===== RECORDED INFORMATION

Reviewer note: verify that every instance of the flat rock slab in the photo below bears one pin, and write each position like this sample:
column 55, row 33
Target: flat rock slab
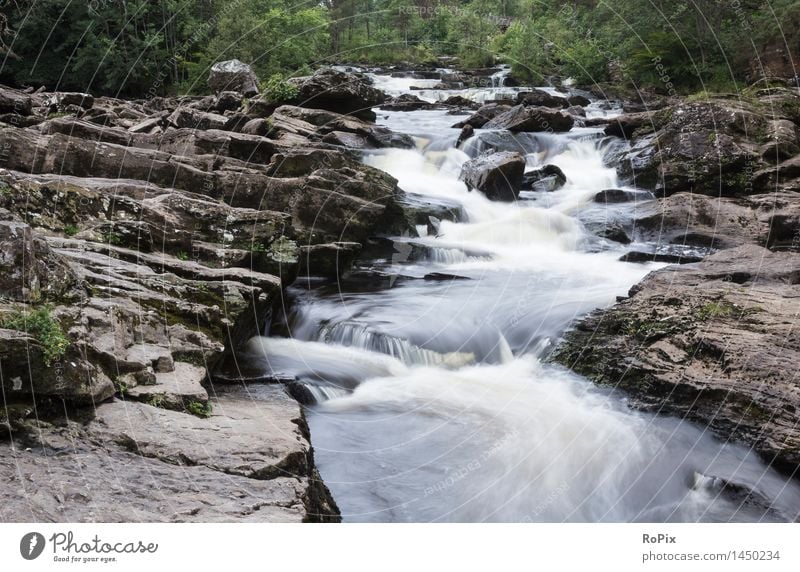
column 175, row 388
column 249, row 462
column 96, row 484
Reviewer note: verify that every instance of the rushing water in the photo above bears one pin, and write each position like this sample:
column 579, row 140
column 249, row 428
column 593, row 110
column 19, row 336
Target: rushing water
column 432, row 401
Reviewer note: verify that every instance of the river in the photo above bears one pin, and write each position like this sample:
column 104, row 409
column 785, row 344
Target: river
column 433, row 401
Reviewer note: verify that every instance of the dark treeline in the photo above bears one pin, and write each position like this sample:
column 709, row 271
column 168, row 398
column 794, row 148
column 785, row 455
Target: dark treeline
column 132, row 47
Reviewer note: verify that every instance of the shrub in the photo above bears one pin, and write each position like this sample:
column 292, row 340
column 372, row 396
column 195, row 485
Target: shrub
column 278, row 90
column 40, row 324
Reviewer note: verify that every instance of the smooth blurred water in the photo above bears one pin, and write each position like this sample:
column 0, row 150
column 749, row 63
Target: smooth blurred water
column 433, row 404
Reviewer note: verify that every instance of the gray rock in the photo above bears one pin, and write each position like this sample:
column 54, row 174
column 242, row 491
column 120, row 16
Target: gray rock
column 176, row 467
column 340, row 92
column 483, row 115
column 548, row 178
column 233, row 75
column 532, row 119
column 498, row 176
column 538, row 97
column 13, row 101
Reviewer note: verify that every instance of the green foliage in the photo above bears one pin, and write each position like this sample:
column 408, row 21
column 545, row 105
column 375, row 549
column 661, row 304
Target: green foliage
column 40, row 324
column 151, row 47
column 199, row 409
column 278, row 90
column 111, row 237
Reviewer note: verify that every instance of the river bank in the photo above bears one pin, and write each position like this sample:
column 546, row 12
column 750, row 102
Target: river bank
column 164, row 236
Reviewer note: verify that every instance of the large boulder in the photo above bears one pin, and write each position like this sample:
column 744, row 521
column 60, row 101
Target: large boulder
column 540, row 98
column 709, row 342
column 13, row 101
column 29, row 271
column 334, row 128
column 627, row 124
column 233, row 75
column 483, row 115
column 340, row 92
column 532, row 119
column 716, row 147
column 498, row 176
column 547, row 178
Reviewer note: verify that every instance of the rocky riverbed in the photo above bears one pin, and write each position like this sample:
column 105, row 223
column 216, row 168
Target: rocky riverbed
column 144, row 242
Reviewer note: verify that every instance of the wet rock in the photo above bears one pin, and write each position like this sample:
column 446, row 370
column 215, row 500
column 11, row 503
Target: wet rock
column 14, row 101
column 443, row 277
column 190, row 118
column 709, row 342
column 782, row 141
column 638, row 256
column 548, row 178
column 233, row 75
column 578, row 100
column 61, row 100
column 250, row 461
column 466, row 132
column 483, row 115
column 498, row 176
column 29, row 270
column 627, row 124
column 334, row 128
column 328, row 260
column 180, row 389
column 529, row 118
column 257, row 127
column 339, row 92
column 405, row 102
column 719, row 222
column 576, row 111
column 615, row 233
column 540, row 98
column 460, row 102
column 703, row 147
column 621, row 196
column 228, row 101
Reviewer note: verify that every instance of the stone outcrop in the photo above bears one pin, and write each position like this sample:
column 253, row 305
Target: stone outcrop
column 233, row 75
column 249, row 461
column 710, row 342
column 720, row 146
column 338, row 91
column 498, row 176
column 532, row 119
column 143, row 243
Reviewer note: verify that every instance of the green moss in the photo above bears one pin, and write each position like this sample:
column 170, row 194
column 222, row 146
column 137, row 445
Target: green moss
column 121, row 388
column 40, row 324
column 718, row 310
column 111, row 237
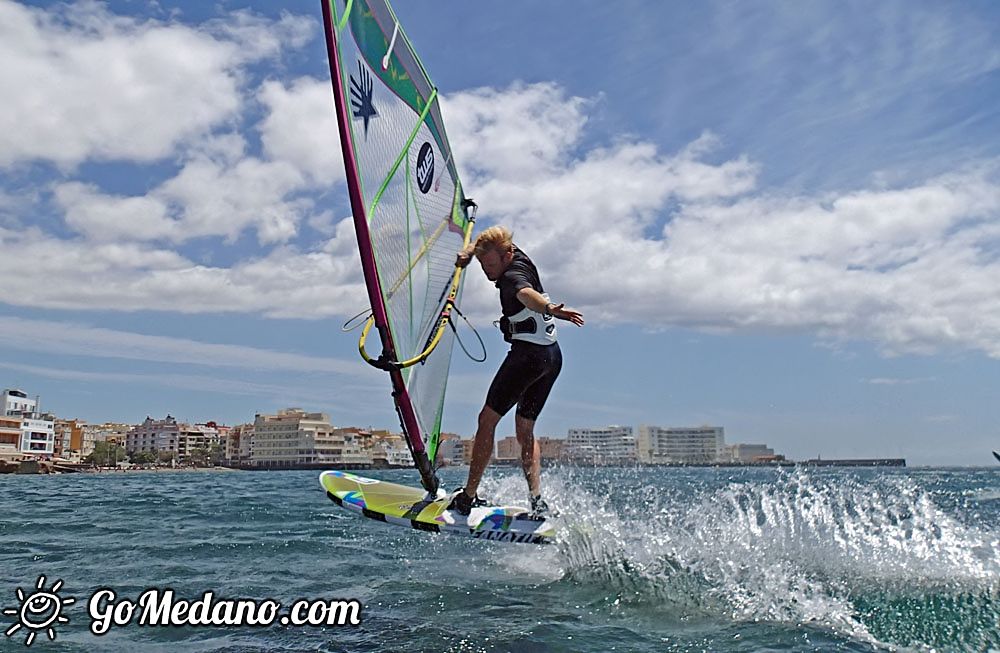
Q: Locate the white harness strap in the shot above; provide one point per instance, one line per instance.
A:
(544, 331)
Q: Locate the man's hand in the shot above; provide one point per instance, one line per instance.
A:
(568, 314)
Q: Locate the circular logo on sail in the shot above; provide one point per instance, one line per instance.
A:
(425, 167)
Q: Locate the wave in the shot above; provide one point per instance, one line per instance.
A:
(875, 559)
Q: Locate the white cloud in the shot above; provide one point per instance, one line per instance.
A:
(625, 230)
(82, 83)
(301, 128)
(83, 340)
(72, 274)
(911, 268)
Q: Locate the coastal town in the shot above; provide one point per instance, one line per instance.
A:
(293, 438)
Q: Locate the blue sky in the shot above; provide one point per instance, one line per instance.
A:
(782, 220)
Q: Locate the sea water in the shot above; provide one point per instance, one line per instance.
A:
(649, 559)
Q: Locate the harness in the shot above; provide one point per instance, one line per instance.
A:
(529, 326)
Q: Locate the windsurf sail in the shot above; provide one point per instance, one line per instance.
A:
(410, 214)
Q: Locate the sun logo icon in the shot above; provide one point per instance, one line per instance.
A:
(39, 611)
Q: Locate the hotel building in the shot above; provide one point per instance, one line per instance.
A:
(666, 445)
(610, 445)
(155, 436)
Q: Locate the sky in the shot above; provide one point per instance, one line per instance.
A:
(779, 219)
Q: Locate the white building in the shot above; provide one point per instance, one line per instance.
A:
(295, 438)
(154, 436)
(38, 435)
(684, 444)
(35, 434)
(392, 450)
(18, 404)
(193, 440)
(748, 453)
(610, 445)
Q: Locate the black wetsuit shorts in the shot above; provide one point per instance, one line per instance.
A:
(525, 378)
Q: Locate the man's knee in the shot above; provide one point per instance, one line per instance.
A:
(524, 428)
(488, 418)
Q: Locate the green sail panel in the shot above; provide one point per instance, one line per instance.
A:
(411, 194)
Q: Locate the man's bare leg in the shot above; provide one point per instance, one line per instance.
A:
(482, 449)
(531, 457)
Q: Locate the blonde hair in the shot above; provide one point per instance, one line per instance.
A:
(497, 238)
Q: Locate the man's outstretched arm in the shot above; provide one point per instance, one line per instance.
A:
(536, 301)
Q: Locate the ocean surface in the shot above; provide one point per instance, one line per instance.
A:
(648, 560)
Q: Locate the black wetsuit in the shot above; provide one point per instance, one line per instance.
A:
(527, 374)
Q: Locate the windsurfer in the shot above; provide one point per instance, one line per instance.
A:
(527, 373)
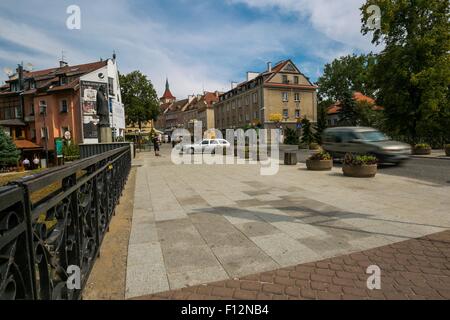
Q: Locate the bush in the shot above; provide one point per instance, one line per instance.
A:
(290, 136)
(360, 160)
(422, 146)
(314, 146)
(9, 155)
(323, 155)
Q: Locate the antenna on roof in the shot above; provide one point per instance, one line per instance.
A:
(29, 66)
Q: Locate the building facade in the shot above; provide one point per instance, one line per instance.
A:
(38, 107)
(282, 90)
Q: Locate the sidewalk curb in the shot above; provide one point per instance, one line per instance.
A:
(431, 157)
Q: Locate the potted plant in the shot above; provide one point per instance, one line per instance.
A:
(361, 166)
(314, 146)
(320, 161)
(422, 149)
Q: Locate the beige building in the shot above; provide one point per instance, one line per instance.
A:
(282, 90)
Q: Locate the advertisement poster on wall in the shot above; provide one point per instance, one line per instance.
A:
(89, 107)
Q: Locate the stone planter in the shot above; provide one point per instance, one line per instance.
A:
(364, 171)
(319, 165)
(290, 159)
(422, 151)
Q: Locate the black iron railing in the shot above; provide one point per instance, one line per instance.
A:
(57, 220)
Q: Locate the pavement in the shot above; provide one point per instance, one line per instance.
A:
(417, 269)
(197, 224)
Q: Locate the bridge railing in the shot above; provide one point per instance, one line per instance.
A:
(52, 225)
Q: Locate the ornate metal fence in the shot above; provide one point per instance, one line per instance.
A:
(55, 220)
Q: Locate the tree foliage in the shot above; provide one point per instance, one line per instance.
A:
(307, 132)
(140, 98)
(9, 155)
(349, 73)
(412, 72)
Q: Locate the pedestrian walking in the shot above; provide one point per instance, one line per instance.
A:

==========

** PROBLEM TO SOLVE **
Would you please filter the lines above and copy every one that includes "wetsuit"?

** RESULT FOR THIS EXERCISE **
Q: Locate the black wetsuit shorts in the shot above; provide one point per instance, one line per instance.
Q: Locate the black wetsuit in the shot above; provide one point per instance, one line per instance.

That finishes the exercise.